**Required actions**
A: Summarize the article on the Lake Stevens police layoff in two sentences.
B: In the article on the Lake Stevens police layoff, how much notice was Officer Matt McCourt given?

**Excerpted text**
----------------------------------------

The city of Lake Stevens has been spending a lot of time reviewing the budget and the economic development of the city in a time of economic stress and after much talk and deliberation made the decision to lay off a police officer on June 29, 2012.
Cuts have already been made in other city departments including Planning and Public Works.
“The reasoning is the budget,” Lake Stevens City Administrator Jan Berg explained. “Currently the city’s general fund reserves go to a minus one percent at the end of 2016 if we don’t change something.”
Officer Matt McCourt was given a 30-day notice and the department is working to get him placed in another police department.
“We have contacted other law enforcement agencies and he is a very good candidate. I anticipate that he will be picked up relatively quickly,” Lake Stevens Police Chief Randy Celori said.
While there may be concerns that police presence or response times will decrease, the city nor the police department see that taking place.
“I don’t think the community is going to see a difference. It will impact some of our proactivity slightly, however, I anticipate our response times will generally stay the same and we have great response times,” Celori said. “Citizens can expect an officer at their doorstep within one to two minutes in an emergency call or 15 minutes on a low, low priority call.”
Lake Stevens has a crime rate lower than most surrounding cities and approximately 39 percent of the 32,000 incidents per year are traffic stops or security checks.
“With our staffing now we are probably the lowest in the county, however the work our officers are doing is top notch which is evident in our response times,” Celori explained. “Our crime rate for Lake Stevens is probably the lowest per capita in the county for 2011. This has a lot to do with our officers being proactive. I don’t see our response times affected too much, however, we may see a slight increase in overtime costs due to training and vacations.”
Berg agrees, citing the city’s concern for the taxpayers and their responsibility to be conservative with taxpayer money.
“Our number one priority is safety for the community and safety for the officers. We do have to ask the questions, ‘how can we do business more efficiently?’ and ‘how can we still provide a high level of service in a time where we can’t afford what we’ve been doing?’ We have been evaluating all of the departments in the city and have previously made cuts in planning, public works and administration. We can handle this with what we have so why would we add more cost to the taxpayer,” Berg said.
While many other communities are seeing a slight come back as far as the economy goes, Lake Stevens is having a harder time because of the lack of sales tax income.
“Even though nationally and regionally the economy is starting to bounce back, we don’t have any retail to benefit from that,” Berg said. “That’s why we are focusing on the economic development. Those two plans should be adopted and ready by for development by the end of September. We’re trying to be realistic with the finances. We’ve got to make sure we are keeping track of our money and raising taxes isn’t an option.”

----------------------------------------

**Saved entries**
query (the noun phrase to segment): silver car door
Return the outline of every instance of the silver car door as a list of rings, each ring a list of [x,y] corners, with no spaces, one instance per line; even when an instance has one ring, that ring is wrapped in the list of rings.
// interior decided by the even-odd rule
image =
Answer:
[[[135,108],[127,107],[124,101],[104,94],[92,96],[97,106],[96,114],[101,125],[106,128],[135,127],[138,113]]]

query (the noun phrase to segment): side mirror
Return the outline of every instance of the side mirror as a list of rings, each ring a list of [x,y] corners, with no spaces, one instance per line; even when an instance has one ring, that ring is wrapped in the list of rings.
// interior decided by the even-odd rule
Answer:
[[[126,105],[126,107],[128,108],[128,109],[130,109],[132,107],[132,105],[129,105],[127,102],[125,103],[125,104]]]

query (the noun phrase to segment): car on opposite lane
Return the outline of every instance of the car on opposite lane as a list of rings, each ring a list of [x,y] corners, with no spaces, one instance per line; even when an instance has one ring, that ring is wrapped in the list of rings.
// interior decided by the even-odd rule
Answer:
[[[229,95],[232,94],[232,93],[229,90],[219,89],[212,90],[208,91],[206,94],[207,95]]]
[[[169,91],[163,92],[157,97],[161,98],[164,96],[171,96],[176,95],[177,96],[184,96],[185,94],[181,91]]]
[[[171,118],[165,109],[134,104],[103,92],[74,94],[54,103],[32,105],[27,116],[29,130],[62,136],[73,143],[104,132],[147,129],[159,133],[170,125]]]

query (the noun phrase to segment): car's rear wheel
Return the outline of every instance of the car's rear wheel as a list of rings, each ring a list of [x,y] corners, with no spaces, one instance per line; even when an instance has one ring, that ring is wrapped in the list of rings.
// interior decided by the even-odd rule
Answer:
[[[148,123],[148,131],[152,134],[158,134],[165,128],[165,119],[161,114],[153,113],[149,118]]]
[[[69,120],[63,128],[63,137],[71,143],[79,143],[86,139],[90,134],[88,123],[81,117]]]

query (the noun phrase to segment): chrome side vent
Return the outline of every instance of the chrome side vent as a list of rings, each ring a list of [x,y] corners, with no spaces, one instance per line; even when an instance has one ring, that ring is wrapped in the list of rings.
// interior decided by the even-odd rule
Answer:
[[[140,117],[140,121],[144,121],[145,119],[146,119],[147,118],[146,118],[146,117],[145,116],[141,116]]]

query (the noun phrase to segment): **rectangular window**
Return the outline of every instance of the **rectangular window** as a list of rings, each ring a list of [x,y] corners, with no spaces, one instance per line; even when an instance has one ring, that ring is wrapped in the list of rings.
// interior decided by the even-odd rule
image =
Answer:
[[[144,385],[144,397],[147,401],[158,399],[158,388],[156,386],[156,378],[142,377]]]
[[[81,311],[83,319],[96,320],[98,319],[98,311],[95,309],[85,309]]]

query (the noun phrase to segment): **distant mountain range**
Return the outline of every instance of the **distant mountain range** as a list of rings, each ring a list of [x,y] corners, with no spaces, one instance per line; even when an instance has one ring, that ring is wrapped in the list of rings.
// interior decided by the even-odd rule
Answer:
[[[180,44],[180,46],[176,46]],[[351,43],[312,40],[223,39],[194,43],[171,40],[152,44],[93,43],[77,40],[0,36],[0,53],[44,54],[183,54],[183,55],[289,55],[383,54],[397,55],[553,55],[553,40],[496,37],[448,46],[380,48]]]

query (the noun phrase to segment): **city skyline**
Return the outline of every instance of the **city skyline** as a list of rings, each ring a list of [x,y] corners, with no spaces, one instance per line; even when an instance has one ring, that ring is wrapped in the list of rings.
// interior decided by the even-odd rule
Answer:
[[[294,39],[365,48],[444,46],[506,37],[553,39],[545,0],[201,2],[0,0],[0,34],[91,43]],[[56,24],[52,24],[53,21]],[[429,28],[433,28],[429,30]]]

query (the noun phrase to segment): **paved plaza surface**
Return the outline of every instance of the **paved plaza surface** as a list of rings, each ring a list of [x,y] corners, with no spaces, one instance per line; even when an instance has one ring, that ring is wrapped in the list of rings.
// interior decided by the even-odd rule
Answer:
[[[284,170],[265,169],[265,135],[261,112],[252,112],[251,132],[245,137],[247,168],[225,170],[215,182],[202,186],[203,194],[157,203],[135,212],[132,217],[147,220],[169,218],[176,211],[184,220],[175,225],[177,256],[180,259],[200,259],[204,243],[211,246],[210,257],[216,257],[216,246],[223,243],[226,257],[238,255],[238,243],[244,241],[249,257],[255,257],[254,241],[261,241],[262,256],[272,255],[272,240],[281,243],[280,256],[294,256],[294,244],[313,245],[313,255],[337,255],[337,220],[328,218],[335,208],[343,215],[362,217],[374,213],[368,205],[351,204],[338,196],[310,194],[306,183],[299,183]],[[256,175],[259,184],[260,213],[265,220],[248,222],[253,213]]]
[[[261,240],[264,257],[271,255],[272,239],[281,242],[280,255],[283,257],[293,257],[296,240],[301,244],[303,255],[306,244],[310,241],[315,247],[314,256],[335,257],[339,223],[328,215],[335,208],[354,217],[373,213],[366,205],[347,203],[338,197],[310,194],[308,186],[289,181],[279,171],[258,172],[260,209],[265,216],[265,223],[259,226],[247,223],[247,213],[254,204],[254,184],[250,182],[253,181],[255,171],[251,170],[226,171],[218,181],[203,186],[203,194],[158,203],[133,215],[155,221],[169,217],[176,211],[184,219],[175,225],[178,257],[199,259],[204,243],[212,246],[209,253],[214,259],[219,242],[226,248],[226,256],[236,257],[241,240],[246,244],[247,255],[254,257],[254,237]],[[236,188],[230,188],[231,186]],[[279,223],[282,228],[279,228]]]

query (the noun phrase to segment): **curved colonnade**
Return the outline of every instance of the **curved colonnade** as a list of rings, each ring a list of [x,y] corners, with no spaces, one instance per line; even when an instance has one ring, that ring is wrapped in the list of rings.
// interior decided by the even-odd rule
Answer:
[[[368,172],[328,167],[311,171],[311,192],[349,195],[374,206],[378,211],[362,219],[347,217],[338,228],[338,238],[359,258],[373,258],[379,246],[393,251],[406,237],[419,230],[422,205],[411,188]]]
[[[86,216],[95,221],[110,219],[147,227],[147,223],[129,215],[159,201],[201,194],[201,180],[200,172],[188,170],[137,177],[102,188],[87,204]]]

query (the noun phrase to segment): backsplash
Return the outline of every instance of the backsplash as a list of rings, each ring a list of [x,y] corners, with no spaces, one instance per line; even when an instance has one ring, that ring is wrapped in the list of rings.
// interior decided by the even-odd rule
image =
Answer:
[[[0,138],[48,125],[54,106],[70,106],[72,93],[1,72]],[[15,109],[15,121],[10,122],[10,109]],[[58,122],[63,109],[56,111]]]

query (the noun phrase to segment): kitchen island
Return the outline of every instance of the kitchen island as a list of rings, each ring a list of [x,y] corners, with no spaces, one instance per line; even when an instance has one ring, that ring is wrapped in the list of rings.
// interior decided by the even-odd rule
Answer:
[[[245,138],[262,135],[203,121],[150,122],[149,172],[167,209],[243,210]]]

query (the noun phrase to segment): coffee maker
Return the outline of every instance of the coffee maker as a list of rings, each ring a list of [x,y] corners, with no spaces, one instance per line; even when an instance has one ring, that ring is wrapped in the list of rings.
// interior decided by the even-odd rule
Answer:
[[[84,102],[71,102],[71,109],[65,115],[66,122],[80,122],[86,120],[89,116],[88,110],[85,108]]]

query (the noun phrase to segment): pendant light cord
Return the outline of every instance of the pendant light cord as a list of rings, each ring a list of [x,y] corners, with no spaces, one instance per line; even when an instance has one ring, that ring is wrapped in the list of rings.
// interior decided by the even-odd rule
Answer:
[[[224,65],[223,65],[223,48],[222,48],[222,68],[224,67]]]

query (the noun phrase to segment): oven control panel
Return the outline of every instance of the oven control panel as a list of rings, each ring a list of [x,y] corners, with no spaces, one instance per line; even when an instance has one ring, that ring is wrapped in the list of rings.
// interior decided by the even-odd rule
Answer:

----------------------------------------

**Solutions by task**
A: After reviewing its budget during a time of economic stress, Lake Stevens decided to lay off a police officer on June 29, 2012, following earlier cuts in departments including Planning and Public Works. Police Chief Randy Celori expects response times to stay generally the same, while City Administrator Jan Berg says the city has no retail to bring in sales tax income and raising taxes isn't an option.

B: He was given a 30-day notice.